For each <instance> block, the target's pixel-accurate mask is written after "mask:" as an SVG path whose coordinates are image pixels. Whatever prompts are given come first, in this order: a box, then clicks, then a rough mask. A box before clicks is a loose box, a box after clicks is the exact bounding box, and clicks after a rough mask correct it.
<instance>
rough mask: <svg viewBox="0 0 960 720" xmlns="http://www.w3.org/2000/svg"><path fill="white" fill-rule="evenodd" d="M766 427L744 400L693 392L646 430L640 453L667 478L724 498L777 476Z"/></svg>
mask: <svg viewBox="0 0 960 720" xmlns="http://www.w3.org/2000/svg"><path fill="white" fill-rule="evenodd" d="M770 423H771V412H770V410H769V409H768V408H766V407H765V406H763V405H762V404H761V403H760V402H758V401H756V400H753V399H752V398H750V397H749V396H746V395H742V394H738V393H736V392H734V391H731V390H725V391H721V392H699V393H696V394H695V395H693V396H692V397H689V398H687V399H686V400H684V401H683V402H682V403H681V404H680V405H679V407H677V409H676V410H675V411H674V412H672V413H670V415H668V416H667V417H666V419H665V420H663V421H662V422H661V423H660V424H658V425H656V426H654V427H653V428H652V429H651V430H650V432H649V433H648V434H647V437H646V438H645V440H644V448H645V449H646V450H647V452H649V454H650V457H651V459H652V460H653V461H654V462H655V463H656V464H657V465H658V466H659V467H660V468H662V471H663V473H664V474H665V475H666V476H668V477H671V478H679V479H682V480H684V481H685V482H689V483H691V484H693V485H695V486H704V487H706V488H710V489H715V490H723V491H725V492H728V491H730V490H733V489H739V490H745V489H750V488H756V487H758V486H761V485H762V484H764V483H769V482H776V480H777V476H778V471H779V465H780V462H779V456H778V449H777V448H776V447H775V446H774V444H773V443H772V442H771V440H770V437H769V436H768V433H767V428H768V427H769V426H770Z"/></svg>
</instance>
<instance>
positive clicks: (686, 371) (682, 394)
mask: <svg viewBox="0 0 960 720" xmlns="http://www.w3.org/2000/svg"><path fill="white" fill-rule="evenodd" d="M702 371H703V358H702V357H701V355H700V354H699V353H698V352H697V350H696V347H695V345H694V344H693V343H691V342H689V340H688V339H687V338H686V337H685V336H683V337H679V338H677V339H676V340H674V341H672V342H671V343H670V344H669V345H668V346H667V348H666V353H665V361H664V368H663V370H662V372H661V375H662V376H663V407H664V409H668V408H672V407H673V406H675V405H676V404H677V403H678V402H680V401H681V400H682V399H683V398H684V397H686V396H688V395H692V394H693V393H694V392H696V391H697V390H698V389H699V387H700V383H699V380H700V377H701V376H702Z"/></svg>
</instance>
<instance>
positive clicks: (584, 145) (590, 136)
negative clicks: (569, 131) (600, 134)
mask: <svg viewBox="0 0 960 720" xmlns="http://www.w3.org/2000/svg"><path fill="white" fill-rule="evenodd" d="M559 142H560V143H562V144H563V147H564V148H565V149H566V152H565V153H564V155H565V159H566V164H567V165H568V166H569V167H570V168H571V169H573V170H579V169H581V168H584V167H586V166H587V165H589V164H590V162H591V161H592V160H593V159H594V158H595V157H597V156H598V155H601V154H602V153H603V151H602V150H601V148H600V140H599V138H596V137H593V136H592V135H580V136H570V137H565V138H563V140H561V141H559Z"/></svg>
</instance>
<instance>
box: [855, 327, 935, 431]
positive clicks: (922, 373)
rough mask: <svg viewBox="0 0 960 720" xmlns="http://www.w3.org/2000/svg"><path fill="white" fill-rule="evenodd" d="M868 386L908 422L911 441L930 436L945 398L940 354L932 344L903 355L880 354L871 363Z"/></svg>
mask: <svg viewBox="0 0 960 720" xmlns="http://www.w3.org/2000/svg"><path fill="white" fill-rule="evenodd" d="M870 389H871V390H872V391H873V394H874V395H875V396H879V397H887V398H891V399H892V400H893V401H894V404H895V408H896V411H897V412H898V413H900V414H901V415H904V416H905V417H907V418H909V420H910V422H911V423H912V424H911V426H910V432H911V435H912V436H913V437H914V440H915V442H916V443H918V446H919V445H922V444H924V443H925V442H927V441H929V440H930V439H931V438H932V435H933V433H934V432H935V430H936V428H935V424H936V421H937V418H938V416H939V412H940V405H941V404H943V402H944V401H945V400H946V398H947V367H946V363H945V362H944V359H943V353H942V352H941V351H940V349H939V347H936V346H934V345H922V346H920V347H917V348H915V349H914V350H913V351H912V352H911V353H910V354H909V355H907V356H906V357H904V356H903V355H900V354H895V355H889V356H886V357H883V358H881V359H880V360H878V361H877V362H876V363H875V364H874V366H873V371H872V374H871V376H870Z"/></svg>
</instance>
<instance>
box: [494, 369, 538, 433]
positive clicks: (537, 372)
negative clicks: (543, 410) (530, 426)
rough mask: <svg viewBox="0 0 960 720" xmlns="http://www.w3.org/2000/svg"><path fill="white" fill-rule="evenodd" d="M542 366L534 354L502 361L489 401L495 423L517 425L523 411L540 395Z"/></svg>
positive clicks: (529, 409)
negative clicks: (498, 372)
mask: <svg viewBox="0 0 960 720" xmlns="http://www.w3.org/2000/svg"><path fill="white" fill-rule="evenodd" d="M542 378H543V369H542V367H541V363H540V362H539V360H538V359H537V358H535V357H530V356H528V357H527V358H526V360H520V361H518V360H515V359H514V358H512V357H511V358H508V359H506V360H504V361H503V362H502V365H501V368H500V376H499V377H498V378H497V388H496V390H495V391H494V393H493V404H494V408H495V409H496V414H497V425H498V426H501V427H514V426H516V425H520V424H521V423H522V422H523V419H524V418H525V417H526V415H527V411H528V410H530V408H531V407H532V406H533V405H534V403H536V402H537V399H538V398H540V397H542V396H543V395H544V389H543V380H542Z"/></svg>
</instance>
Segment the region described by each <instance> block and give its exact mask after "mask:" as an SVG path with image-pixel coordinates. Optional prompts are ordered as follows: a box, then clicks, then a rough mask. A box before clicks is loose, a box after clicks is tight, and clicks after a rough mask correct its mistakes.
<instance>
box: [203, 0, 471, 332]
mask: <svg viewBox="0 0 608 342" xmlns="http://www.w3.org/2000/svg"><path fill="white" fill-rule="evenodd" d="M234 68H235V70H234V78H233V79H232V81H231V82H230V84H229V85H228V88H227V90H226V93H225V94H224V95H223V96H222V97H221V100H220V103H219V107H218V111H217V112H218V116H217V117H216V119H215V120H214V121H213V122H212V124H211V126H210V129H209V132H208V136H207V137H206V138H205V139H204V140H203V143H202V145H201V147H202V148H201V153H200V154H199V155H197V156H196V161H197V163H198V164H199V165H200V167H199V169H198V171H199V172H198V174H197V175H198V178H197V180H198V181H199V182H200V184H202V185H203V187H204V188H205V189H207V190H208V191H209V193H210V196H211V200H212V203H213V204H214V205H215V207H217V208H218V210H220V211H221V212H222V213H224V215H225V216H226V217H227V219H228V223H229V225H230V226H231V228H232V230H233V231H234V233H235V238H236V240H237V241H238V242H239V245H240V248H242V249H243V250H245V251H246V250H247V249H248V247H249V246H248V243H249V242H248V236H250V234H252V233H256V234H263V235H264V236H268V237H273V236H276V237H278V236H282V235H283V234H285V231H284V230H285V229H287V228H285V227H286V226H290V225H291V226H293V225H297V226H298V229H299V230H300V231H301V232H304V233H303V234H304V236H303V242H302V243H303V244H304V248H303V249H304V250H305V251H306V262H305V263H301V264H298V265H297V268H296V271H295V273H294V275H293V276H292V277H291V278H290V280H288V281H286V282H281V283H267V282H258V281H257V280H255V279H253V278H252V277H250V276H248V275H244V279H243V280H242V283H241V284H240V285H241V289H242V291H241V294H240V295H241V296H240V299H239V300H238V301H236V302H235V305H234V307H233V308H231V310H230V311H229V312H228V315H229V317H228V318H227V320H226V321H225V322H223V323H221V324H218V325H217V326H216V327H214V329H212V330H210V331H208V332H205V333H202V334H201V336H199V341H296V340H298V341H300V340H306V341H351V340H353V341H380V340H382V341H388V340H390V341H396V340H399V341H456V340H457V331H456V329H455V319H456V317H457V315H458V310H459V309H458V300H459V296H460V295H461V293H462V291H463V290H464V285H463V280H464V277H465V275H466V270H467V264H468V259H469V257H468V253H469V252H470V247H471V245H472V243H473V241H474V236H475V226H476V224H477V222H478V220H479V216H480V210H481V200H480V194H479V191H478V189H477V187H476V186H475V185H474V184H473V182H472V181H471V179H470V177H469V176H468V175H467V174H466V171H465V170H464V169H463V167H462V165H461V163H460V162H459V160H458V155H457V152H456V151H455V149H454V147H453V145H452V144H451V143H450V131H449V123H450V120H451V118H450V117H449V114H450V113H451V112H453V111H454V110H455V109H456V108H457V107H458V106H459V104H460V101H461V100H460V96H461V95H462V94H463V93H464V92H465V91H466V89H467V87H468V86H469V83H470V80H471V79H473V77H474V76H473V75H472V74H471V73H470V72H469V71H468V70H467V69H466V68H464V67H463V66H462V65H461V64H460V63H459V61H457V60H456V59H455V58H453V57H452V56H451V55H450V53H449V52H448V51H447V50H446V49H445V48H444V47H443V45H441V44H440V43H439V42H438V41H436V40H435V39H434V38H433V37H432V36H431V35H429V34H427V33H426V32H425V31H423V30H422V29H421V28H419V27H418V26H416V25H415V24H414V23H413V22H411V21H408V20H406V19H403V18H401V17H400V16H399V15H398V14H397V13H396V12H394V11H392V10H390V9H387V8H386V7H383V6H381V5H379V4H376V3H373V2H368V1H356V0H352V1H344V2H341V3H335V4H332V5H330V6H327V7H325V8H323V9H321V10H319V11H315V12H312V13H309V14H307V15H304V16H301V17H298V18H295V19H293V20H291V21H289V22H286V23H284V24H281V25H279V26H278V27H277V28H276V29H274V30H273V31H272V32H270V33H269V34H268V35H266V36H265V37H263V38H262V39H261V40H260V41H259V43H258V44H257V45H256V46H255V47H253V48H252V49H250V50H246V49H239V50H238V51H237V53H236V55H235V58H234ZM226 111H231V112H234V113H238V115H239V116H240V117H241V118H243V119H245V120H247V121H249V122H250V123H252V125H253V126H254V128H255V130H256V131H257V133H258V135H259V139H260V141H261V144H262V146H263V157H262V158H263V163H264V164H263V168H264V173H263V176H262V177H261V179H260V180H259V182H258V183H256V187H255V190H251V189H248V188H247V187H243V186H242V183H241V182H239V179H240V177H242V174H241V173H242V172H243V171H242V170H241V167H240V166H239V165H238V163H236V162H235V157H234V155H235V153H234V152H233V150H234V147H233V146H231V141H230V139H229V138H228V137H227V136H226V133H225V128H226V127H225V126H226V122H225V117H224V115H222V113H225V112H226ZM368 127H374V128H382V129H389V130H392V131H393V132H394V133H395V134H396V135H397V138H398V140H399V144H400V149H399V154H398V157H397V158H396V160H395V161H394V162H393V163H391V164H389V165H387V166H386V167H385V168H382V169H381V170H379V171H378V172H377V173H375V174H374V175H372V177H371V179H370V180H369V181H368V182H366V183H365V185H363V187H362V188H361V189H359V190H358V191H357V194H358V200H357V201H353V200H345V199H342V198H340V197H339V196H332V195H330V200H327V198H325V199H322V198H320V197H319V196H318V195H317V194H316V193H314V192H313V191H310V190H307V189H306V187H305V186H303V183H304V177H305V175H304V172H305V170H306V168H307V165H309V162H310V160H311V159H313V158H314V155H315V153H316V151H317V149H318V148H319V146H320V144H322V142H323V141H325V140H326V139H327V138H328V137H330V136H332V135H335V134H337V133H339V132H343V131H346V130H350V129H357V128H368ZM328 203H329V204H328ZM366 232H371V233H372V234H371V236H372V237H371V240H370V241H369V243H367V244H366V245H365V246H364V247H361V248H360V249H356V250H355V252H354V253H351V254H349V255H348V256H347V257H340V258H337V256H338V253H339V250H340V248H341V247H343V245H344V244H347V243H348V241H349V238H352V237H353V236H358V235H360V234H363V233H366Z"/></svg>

Exercise brief: Pick out and copy each line of the items above that contains the word "positive".

Answer to this exercise:
positive clicks: (686, 371) (682, 394)
positive clicks: (584, 145) (590, 136)
positive clicks: (922, 373)
positive clicks: (537, 372)
positive clicks: (529, 409)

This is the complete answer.